◆ YOUR GOAL:
Please repeat every line below exactly, from the first to the last.

(Entries taken from a collection)
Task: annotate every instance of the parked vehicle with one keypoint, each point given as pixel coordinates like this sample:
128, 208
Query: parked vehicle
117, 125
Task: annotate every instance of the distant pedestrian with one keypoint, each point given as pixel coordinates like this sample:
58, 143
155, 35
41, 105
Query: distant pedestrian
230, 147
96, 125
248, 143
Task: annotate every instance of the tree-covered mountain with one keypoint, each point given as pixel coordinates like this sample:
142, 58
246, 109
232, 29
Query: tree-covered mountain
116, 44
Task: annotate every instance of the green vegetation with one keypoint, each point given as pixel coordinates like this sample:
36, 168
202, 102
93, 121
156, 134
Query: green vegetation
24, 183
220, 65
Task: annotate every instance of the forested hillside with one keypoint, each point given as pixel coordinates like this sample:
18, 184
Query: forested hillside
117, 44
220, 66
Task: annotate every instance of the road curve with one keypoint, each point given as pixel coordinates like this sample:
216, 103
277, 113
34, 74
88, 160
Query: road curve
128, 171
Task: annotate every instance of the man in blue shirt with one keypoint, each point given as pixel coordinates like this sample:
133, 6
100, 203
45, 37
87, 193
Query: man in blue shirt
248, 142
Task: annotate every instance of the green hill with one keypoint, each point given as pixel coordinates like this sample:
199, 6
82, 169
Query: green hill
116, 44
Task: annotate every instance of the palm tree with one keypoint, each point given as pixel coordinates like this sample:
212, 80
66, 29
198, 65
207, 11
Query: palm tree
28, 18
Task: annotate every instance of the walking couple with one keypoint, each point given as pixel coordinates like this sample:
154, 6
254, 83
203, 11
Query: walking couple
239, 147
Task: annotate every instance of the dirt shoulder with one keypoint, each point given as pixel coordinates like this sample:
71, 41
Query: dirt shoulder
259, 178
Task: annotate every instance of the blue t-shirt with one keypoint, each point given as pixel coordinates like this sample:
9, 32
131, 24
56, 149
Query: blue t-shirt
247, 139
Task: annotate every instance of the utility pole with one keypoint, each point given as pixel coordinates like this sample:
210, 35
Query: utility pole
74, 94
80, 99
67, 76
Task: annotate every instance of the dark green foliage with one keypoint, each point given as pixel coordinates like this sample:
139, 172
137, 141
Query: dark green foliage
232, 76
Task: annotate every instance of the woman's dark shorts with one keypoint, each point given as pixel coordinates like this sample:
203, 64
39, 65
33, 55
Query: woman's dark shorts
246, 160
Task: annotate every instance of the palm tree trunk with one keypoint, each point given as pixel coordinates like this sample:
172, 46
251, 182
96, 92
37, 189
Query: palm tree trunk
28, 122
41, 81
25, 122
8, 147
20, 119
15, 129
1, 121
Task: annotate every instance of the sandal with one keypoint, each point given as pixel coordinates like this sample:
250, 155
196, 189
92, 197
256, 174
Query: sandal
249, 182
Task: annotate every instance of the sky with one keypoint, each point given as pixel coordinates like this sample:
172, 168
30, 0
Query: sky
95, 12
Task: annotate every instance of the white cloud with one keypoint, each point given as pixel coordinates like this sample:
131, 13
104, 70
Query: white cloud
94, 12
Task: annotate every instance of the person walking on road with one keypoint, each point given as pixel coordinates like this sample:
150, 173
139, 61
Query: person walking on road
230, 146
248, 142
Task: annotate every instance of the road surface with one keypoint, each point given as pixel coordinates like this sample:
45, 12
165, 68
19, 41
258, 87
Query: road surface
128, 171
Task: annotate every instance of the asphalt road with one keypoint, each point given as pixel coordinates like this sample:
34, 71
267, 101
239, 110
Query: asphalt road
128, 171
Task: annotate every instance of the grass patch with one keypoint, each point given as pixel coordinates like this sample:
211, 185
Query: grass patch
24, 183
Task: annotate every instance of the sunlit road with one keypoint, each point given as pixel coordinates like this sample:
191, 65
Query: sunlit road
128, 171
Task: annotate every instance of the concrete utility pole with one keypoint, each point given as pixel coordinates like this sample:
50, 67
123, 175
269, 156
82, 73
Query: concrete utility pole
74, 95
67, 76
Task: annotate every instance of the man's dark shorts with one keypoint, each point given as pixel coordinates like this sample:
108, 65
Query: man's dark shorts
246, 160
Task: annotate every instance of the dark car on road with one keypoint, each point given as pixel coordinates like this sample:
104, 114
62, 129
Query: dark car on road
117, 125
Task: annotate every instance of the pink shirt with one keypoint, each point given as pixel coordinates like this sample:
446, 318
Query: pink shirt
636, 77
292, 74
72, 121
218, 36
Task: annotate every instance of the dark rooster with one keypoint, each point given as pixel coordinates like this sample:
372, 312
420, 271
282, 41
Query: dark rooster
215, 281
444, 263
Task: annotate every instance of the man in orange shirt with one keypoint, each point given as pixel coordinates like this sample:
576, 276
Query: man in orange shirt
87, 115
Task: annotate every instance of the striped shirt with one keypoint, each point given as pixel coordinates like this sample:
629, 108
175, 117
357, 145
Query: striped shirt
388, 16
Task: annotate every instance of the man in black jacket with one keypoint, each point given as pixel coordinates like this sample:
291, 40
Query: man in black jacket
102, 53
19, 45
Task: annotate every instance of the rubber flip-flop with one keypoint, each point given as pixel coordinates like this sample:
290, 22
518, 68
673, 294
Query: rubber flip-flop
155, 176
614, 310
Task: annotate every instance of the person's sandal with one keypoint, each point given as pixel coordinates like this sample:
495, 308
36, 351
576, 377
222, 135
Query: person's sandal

◆ WRITTEN RESPONSE:
Task: annotate every instance of the parked vehicle with one keypoint, each point given as pixel coordinates like this sample:
128, 208
Query: parked vehicle
117, 125
Task: annotate every instance of the distant pedestrian with one keypoint, each point given as pixel coordinates like this sample:
58, 143
155, 35
41, 105
Query: distant pedestrian
230, 147
96, 125
248, 143
Task: annotate every instance of the tree-covered mountain with one keypoint, each point given as pixel coordinates like this sample:
142, 58
246, 109
232, 29
Query: tree-covered mountain
116, 44
Task: annotate every instance of the green vegetation with one keypoint, each point given as pixel coordinates like this sample:
36, 168
202, 102
93, 121
156, 134
Query: green vegetation
24, 183
220, 65
Task: annotate every instance of the forested hillside with one keypoint, each point given as pixel coordinates like this sample:
18, 184
Query: forested hillside
117, 44
220, 66
Task: annotate every instance of the road curve with one keypoint, each point given as pixel coordinates like this sample:
216, 103
277, 113
34, 74
88, 160
Query: road curve
128, 171
Task: annotate every instance of the man in blue shirt with one keypoint, each point given as pixel coordinates like this sample:
133, 6
100, 203
45, 37
87, 193
Query: man in blue shirt
248, 142
Task: annotate every instance of the green hill with one keypoint, each point given as pixel coordinates like this sample:
199, 6
82, 169
Query: green hill
116, 44
Task: annotate every instance of the palm tree with one keypoint, each point given as pixel coordinates like this sample:
212, 80
66, 29
198, 65
207, 11
Query: palm tree
28, 18
Task: annotate every instance of the walking couple with one keypoint, each point given as pixel coordinates like this sample:
154, 6
254, 83
203, 11
Query: walking couple
239, 147
Task: annotate every instance of the dirt shoulder with one keypoint, each point given as pixel coordinates like this sample:
71, 41
Query: dirt shoulder
259, 178
Task: annotate every instance of the blue t-shirt with one keypoint, each point given as pixel coordinates like this sample:
9, 32
131, 24
56, 149
Query: blue t-shirt
247, 139
Task: annotate every instance of the utility pole with one keypoint, each point given as pixel coordinates like this sample:
210, 35
Query: utility pole
74, 94
80, 99
67, 76
Task: annotate every instance of the dark green foliage with one keypoint, each point given as pixel coordinates like this sample:
139, 172
137, 141
Query: dark green foliage
232, 76
Task: annotate every instance of the woman's dark shorts with one keypoint, each point given as pixel coordinates like this sample:
203, 64
39, 65
33, 55
Query: woman's dark shorts
246, 160
Task: annotate every instance of the palm tree trunk with one keypoint, each point given as pixel coordinates like this sample:
172, 46
251, 182
96, 92
37, 189
Query: palm tree trunk
28, 122
41, 81
25, 122
8, 147
20, 119
15, 129
1, 121
Task: annotate every instance of the sandal with one keypoint, each point given as pixel coordinates like this sample:
250, 155
196, 189
92, 197
256, 174
Query: sandal
249, 182
Task: annotate every instance of the sky with one keypoint, each point given as pixel coordinates like this sample:
172, 168
30, 0
Query: sky
95, 12
Task: annotate every instance of the white cloud with one keypoint, each point given as pixel coordinates like this sample:
131, 13
104, 70
Query: white cloud
94, 12
Task: annotate every instance of the person walking on road with one keypoint, each point given as pixel coordinates like this sample:
150, 173
139, 61
Query: person walking on road
230, 146
248, 142
Task: annotate every instance of the road surface with one keypoint, each point given as pixel coordinates like this sample:
45, 12
165, 68
19, 41
258, 87
Query: road surface
128, 171
Task: annotate every instance of the asphalt road with one keypoint, each point given as pixel coordinates like this sample:
34, 71
267, 101
239, 110
Query: asphalt road
128, 171
Task: annotate every instance of the grass patch with one keypoint, each point given as pixel coordinates like this sample:
211, 185
Query: grass patch
24, 183
Task: annotate every instance of the sunlit road with one keypoint, each point given as pixel coordinates like this sample:
191, 65
Query: sunlit road
128, 171
Task: annotate every instance of the concrete utility pole with one keypoint, each point given as pixel coordinates like this sample:
50, 67
123, 175
269, 156
82, 73
Query: concrete utility pole
74, 95
67, 76
Task: annotate every instance of the man's dark shorts with one keypoint, each point given as pixel coordinates like this sample:
108, 65
Query: man's dark shorts
246, 160
Task: annotate every instance of the dark car on road with one keypoint, each point given as pixel coordinates like this sample:
104, 114
62, 129
Query: dark car on road
117, 125
Task: annotate every instance of the pink shirt with one keypoint, each point given as pixel coordinates like this sample:
446, 318
Query: pink shirt
636, 77
292, 74
72, 121
218, 36
Task: annotate every instance of the dark rooster with one keypoint, each point given as pixel coordinates like this sample:
372, 312
420, 271
282, 41
Query: dark rooster
215, 281
444, 263
Task: annotate every instance of the man in orange shirt with one keypoint, each point given as pixel coordinates like this sample:
576, 276
Query: man in orange shirt
87, 115
Task: annotate every instance of the striped shirt with one keypoint, each point given as pixel coordinates like this sample:
629, 108
175, 117
357, 145
Query: striped shirt
388, 16
Task: annotate every instance of the man in black jacket with one keypoint, each point given as pixel coordinates like this sample:
291, 40
Query: man in black jacket
102, 53
19, 45
Task: annotate every instance of the rubber flip-flop with one keypoint, each point given as pixel coordinates like this sample:
290, 22
518, 68
673, 294
Query: rubber flip-flop
155, 176
614, 310
Task: annotate every instance of the person's sandal with one keypoint, each point given as pixel coordinates like this sample:
495, 308
36, 351
576, 377
222, 135
Query: person's sandal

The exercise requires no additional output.